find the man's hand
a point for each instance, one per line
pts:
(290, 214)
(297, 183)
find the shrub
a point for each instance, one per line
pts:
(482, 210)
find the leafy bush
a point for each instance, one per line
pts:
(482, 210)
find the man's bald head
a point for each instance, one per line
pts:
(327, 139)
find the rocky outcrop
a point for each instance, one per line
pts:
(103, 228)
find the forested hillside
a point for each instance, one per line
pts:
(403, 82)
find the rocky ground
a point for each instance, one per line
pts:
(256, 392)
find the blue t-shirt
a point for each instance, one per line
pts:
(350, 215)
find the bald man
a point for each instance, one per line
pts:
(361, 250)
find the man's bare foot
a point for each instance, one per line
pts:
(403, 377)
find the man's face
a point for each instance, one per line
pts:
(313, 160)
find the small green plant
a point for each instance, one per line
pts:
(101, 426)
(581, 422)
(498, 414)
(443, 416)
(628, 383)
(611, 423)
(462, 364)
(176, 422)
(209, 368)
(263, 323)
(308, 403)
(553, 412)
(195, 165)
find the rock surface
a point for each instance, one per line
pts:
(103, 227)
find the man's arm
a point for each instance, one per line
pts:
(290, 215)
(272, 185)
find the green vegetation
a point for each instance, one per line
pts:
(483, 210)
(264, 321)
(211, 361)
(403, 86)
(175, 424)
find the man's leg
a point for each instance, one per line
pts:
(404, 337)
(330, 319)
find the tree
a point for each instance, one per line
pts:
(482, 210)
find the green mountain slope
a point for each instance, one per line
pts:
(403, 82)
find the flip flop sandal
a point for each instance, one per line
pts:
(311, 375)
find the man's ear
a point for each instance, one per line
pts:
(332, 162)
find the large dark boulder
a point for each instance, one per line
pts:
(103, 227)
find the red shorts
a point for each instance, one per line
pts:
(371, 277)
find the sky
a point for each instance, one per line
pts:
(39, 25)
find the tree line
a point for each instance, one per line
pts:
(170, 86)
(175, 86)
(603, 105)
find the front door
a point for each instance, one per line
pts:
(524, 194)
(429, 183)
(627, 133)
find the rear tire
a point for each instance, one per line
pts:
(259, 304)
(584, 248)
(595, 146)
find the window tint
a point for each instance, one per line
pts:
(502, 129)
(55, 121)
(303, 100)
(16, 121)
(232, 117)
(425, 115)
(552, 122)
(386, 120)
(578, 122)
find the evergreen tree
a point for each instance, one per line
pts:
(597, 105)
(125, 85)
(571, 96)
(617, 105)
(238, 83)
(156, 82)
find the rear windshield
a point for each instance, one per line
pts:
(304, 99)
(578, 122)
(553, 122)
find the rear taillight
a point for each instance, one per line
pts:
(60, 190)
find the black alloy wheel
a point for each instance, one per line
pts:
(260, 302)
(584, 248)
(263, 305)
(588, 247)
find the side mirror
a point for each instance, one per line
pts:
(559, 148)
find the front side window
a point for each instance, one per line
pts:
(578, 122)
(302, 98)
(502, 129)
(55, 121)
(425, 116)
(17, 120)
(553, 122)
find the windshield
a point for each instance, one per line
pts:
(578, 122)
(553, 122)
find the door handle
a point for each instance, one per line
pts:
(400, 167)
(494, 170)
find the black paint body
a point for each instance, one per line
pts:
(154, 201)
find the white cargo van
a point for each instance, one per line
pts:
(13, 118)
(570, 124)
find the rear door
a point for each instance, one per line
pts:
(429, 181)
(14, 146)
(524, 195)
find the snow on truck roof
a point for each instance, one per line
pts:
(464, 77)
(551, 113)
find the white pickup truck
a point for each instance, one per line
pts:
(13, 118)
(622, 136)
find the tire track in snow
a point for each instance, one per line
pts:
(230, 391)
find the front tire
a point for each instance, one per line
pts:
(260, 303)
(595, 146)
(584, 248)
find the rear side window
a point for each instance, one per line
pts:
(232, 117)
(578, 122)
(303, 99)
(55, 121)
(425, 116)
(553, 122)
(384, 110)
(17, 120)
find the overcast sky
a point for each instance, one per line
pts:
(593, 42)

:: Task directions ::
Word for word, write out each record shown above.

:: Solution below ::
find the man's hand
a point for each instance, one per line
pts:
(290, 214)
(297, 183)
find the shrub
a point for each instance, one per line
pts:
(482, 210)
find the leafy bush
a point for each instance, one per line
pts:
(482, 210)
find the man's bald head
a point for each instance, one per line
pts:
(327, 139)
find the rocky outcrop
a point for each instance, one per line
pts:
(103, 228)
find the forested hillside
a point for each instance, one per line
pts:
(403, 82)
find the rocky ground
a point for each instance, one per line
pts:
(256, 392)
find the blue t-shirt
a point for each instance, one per line
pts:
(350, 215)
find the bald man
a point for each instance, one per line
pts:
(361, 250)
find the man's bare foot
a point for each instance, one per line
pts:
(403, 377)
find the man's face
a point for each instance, one per line
pts:
(313, 160)
find the small green plant
a point for each instance, one per line
pts:
(101, 426)
(581, 422)
(498, 414)
(443, 416)
(628, 383)
(611, 423)
(462, 364)
(176, 422)
(209, 368)
(263, 323)
(308, 403)
(553, 412)
(195, 165)
find the rock surface
a point for each instance, one per line
pts:
(103, 227)
find the man's arm
a point for each instance, one per line
pts:
(290, 215)
(272, 185)
find the green vegetation
a point for each instance, one per line
pts:
(483, 210)
(264, 321)
(211, 361)
(403, 86)
(175, 424)
find the man's leg
a point for each instance, one per line
pts:
(404, 337)
(330, 319)
find the tree
a point for each instance, one per line
pts:
(482, 210)
find the green mountain slope
a point for each instance, one per line
pts:
(403, 82)
find the flip flop sandal
a point for each instance, one per line
pts:
(311, 375)
find the man's ear
a point for each instance, one per line
pts:
(332, 162)
find the large dark boulder
a point for each instance, one per line
pts:
(103, 227)
find the red shorts
a point for each instance, one per line
pts:
(371, 277)
find the sky
a point for each instance, one per line
pts:
(39, 25)
find the tree line
a point for each instance, one per line
pts:
(170, 86)
(175, 86)
(603, 105)
find the front door
a point for each instance, one per line
pts:
(524, 194)
(429, 183)
(627, 133)
find the rear tire
a point for each instance, one per line
pts:
(259, 304)
(584, 248)
(595, 146)
find the window tint
a point for each instance, one per line
pts:
(502, 129)
(55, 121)
(303, 100)
(16, 121)
(232, 117)
(425, 115)
(552, 122)
(386, 120)
(578, 122)
find the evergreen tree
a point for each instance, one per line
pts:
(597, 105)
(125, 85)
(571, 96)
(617, 105)
(238, 83)
(156, 82)
find the rear windshield
a point for each instance, one per line
pts:
(304, 99)
(578, 122)
(553, 122)
find the rear taillight
a point for each instance, one per line
pts:
(60, 190)
find the black alloy wheel
a point for each instance, one per line
pts:
(260, 302)
(584, 248)
(263, 305)
(588, 247)
find the side mirror
a point for each instance, one per line
pts:
(559, 148)
find the front side window
a point for each instance, one per line
pts:
(578, 122)
(302, 98)
(502, 129)
(55, 121)
(425, 116)
(17, 120)
(553, 122)
find the windshield
a point for each instance, one per line
pts:
(578, 122)
(553, 122)
find the door handle
a point for each instance, one per line
pts:
(400, 167)
(494, 170)
find the black paint body
a point for each instance, one per line
pts:
(154, 201)
find the white cargo van
a point for each instance, one per line
pts:
(13, 118)
(570, 124)
find the rear door
a point for each instance, one per line
pts:
(429, 181)
(14, 146)
(524, 195)
find the snow on truck roof
a point for each instance, one per line
pts:
(464, 77)
(551, 113)
find the white pickup truck
a point for each instance, one per line
pts:
(13, 118)
(622, 136)
find the tire track in snow
a point for each instance, one per line
pts:
(230, 391)
find the front tire
a point for each instance, one per line
pts:
(260, 303)
(595, 146)
(584, 248)
find the rear side window
a point for each instance, one per line
pts:
(232, 117)
(578, 122)
(303, 99)
(55, 121)
(425, 116)
(553, 122)
(384, 110)
(17, 120)
find the overcast sky
a point for each instance, one per line
pts:
(593, 42)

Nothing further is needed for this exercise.